• [Work instructions]:
Tally the lines in the records below that contain the string "gutter", with case counting, and reply with the number alone.

Stored entries
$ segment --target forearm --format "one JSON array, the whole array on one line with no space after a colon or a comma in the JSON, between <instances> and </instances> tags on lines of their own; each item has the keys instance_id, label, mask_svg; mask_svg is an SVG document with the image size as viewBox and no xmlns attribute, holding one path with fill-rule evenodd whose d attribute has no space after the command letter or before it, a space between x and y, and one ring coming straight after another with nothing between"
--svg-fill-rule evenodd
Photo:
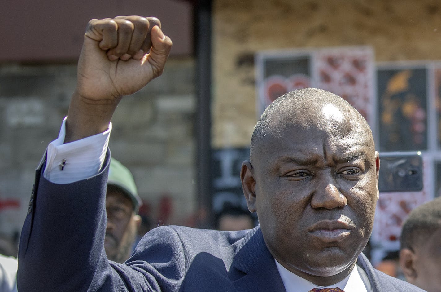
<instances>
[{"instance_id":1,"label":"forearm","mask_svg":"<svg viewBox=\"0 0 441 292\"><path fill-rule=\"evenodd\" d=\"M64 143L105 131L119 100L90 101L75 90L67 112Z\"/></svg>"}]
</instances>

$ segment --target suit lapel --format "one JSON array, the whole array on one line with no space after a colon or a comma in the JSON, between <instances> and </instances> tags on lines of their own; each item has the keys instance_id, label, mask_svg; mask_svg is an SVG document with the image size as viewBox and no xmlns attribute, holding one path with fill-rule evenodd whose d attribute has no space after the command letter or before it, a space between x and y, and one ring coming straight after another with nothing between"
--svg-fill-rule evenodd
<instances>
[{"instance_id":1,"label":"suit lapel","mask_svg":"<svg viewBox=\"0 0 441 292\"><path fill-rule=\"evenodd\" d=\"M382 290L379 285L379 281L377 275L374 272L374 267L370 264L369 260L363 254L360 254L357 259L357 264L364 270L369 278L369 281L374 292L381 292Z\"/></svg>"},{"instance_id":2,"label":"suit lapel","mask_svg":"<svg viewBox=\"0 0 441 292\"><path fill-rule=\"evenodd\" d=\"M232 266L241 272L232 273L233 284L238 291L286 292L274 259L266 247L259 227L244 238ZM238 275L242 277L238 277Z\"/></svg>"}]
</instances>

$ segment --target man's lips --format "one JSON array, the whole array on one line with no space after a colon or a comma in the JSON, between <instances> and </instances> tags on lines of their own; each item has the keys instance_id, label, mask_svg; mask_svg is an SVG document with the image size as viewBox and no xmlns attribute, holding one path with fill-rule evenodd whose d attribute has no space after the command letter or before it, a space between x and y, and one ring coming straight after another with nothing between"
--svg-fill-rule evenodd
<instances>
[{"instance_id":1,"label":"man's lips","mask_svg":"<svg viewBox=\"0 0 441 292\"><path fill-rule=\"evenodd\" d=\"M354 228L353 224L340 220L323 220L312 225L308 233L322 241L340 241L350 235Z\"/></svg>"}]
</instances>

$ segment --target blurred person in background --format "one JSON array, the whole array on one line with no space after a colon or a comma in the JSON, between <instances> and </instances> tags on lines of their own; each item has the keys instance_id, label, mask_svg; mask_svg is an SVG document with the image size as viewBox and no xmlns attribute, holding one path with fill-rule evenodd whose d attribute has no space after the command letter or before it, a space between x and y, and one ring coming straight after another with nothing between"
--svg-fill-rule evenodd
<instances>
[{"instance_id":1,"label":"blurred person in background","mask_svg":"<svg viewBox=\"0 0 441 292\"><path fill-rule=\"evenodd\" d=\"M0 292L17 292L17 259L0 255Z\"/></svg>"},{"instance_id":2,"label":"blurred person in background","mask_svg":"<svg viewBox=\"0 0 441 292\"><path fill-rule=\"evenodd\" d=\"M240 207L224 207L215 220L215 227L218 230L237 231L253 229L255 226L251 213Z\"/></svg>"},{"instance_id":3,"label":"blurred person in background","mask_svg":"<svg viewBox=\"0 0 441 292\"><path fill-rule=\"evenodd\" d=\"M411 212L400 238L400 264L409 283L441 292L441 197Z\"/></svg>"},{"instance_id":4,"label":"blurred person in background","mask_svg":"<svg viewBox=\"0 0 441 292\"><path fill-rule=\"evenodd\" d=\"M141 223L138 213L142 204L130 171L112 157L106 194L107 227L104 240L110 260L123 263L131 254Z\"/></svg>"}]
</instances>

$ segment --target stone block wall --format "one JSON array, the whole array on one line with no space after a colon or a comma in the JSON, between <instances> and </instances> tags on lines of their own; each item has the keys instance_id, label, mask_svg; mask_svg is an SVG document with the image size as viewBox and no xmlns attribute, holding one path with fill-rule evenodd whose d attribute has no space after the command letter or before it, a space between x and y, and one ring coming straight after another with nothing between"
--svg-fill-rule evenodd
---
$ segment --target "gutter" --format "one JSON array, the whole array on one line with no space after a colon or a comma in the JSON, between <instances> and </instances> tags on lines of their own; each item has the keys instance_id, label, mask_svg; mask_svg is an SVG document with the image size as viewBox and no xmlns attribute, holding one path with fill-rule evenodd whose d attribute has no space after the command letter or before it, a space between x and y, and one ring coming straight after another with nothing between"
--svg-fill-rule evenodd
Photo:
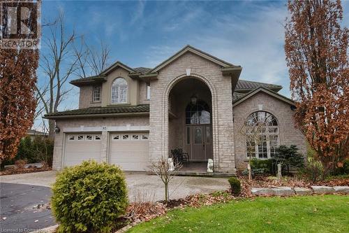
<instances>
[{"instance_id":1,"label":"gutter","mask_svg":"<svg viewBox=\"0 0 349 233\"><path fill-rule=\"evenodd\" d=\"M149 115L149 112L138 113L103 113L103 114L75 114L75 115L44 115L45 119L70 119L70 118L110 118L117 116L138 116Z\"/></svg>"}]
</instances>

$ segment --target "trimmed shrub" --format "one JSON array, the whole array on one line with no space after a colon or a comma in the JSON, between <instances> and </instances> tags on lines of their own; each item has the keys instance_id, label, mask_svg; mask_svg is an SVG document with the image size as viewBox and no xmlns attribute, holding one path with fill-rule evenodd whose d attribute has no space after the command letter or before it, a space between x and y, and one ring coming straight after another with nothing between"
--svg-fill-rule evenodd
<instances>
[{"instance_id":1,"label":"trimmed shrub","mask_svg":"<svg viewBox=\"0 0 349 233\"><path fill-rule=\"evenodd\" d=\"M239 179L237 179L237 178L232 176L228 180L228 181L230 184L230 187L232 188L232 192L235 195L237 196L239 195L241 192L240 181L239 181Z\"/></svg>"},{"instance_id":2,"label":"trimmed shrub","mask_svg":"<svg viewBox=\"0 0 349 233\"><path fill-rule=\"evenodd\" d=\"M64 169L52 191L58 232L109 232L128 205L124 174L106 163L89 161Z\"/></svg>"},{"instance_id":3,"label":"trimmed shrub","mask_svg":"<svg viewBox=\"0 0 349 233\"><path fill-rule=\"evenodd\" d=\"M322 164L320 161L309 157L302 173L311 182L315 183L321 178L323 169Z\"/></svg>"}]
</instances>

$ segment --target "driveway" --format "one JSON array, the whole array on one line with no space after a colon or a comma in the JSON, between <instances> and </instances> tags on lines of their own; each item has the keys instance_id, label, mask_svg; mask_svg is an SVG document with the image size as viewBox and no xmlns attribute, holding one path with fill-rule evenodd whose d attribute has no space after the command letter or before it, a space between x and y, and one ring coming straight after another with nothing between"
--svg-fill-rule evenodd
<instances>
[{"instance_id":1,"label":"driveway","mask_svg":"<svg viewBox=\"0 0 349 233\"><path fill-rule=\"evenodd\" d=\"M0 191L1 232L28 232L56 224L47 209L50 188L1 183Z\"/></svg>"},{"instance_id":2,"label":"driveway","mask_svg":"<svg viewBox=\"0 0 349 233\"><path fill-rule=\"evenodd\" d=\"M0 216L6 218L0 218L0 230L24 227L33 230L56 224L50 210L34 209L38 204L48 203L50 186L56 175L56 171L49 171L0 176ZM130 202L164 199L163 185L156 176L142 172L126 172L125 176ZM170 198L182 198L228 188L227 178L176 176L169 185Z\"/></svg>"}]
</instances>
==
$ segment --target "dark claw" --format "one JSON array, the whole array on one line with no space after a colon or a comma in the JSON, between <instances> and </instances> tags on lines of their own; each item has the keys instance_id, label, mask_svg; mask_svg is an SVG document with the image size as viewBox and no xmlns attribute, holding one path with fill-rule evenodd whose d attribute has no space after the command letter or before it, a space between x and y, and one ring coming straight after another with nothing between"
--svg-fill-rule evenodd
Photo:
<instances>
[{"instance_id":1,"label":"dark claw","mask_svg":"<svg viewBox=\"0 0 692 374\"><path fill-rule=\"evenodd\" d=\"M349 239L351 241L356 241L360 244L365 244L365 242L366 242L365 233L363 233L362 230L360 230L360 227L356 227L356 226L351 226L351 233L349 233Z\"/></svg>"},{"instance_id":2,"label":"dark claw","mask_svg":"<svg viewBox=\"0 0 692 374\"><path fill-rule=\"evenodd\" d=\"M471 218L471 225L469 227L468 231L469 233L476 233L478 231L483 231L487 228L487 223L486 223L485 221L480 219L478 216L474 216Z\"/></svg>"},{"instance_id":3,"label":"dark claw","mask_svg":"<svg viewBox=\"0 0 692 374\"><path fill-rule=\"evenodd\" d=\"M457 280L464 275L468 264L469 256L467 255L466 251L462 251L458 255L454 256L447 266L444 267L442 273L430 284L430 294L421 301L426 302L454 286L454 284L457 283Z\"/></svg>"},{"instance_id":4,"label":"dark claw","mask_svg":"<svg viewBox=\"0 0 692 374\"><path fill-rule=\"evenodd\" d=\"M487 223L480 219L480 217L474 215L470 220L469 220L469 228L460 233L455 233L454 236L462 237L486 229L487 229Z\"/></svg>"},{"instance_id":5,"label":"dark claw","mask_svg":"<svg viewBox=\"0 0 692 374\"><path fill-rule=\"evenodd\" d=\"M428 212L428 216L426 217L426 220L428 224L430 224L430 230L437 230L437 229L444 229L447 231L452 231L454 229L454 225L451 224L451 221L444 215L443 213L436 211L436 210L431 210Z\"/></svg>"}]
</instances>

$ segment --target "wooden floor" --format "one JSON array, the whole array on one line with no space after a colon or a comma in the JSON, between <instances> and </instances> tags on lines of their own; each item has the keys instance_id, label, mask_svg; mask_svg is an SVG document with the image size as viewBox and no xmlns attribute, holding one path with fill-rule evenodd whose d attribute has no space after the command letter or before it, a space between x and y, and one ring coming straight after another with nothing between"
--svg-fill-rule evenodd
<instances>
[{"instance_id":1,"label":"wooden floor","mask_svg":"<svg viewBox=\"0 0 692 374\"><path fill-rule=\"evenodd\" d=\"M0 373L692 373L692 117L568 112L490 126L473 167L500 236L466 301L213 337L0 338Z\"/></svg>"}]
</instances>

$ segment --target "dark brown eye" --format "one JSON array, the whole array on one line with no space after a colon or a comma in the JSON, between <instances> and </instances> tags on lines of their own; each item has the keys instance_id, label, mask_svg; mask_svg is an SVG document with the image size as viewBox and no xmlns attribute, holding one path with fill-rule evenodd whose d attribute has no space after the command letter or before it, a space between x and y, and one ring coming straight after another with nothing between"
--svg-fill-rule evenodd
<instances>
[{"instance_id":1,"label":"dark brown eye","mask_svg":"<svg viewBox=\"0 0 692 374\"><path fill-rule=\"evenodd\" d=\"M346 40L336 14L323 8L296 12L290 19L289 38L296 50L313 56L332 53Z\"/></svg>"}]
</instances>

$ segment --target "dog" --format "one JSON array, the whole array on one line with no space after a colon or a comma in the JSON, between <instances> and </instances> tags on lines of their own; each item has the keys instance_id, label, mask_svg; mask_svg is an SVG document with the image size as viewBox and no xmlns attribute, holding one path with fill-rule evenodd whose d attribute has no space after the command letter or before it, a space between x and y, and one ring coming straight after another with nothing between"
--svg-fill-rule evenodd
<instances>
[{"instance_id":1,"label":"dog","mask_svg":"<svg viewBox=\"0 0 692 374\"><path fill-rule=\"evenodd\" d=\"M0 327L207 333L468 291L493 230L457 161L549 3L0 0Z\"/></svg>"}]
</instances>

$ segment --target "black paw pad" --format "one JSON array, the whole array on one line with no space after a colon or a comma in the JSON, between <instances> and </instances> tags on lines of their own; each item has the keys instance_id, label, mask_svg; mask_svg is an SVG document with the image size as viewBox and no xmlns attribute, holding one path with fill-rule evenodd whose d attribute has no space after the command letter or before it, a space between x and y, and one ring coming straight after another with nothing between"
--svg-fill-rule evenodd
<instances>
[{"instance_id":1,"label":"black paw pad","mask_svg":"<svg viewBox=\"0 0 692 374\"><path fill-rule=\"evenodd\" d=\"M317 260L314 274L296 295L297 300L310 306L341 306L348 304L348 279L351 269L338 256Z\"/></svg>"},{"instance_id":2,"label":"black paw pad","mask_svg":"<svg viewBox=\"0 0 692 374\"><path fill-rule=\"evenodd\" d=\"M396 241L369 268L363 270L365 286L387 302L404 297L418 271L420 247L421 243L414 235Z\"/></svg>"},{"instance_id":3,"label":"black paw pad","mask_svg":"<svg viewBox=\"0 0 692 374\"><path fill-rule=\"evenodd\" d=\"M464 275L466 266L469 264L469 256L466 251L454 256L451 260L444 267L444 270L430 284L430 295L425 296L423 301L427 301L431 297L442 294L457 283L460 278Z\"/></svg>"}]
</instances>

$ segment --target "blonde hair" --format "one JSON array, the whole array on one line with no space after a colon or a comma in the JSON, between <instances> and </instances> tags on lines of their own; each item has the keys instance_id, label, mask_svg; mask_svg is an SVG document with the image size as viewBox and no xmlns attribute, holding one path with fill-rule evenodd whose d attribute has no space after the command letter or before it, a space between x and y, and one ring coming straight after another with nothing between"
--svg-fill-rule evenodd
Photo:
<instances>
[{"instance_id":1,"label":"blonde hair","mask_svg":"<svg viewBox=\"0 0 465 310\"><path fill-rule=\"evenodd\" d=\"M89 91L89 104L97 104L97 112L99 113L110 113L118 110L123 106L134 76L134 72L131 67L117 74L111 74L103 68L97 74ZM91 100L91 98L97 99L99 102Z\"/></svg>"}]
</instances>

• [Response to this exercise]:
2